— START OF DATA FOR PROCESSING —
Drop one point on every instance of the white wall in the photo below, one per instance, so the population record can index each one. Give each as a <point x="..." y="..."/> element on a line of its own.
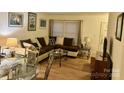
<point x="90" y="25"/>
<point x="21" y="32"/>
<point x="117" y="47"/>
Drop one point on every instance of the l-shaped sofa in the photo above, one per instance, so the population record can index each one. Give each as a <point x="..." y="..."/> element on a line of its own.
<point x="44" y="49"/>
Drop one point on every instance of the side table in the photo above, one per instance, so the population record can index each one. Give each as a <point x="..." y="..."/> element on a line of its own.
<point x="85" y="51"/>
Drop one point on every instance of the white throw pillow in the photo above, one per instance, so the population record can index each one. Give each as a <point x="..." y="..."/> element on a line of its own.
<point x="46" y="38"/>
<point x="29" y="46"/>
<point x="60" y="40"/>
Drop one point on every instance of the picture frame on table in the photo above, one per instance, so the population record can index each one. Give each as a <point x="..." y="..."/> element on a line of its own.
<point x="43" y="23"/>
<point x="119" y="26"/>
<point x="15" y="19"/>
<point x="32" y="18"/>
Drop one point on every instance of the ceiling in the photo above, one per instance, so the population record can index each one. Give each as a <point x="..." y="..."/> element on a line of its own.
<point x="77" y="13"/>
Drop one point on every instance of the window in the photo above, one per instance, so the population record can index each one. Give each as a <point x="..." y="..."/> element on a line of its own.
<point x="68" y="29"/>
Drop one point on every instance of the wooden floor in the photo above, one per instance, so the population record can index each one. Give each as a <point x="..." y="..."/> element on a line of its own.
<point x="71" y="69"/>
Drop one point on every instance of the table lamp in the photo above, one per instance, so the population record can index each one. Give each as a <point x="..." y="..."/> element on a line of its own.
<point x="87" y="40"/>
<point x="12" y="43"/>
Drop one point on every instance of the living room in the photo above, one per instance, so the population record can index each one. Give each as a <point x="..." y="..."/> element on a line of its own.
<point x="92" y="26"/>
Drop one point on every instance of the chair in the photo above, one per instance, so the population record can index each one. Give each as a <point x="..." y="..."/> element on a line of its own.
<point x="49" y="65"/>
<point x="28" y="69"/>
— END OF DATA FOR PROCESSING —
WHAT NEEDS TO BE DONE - Please render all of the data above as a two-column CSV with the columns text and answer, each row holding one piece of text under text and its full answer under answer, with every field quoted and line breaks turned into spaces. Leave the pictures out.

COMPLETE OUTPUT -
text,answer
"Drop one point on every instance of the white wall in the photo below, one per instance, so the population record can index each one. Give each as a <point x=""..."" y=""...""/> element on a line of its own.","<point x=""90"" y=""25""/> <point x=""21"" y=""32""/> <point x=""117"" y=""47""/>"
"Drop one point on every instance of the l-shaped sofa in the photo above, one per instance, so the population record can index each one. Give each as a <point x=""..."" y=""...""/> element on a line of its own.","<point x=""44"" y=""49""/>"
"Drop one point on every instance of the side table in the photo above, one per instance, so the population record can index each one. Give each as a <point x=""..."" y=""...""/> element on a line of its own.","<point x=""85"" y=""51""/>"
"Drop one point on every instance of the white throw pillow in the photo above, one per instance, so the population record can index each one. Give each as a <point x=""..."" y=""...""/> element on a line of its own.","<point x=""46"" y=""38""/> <point x=""29"" y=""46""/> <point x=""60"" y=""40""/>"
"Drop one point on every instance of the picture frame on table in the photo above, one per instance, so the population record can index each one. Give each as a <point x=""..."" y=""...""/> element on a line of its own.","<point x=""43"" y=""23""/> <point x=""119"" y=""26""/> <point x=""15"" y=""19""/> <point x=""32"" y=""18""/>"
"Drop one point on every instance of the ceiling in the photo above, one per instance, so the population record can index each one. Give each as a <point x=""..."" y=""...""/> element on a line of its own.","<point x=""77"" y=""13""/>"
"Drop one point on every instance of the window in the photo above, one per instance, so the population record can index each one. Give each as a <point x=""..."" y=""...""/> element on a line of its own.","<point x=""68"" y=""29""/>"
"Drop one point on every instance of the wooden floor in the photo above, one per instance, so the population record can index each one. Give each as a <point x=""..."" y=""...""/> element on a line of its own.","<point x=""71"" y=""69""/>"
"Drop one point on every instance of the table lamp in the photo above, one per instance, so the population record can index each one. Give each as a <point x=""..."" y=""...""/> element on a line of its own.","<point x=""87"" y=""40""/> <point x=""12"" y=""43""/>"
"Drop one point on every instance of the living room in the photo above, one per instance, so the population record can index each one. Give each as a <point x=""..."" y=""...""/> element on a line of its own.","<point x=""92"" y=""26""/>"
"Drop one point on every instance of the chair in the photo above, one per instance, so the population record can index each one. Give each as a <point x=""..."" y=""...""/> element on a line of its own.","<point x=""49"" y=""65""/> <point x=""28"" y=""69""/>"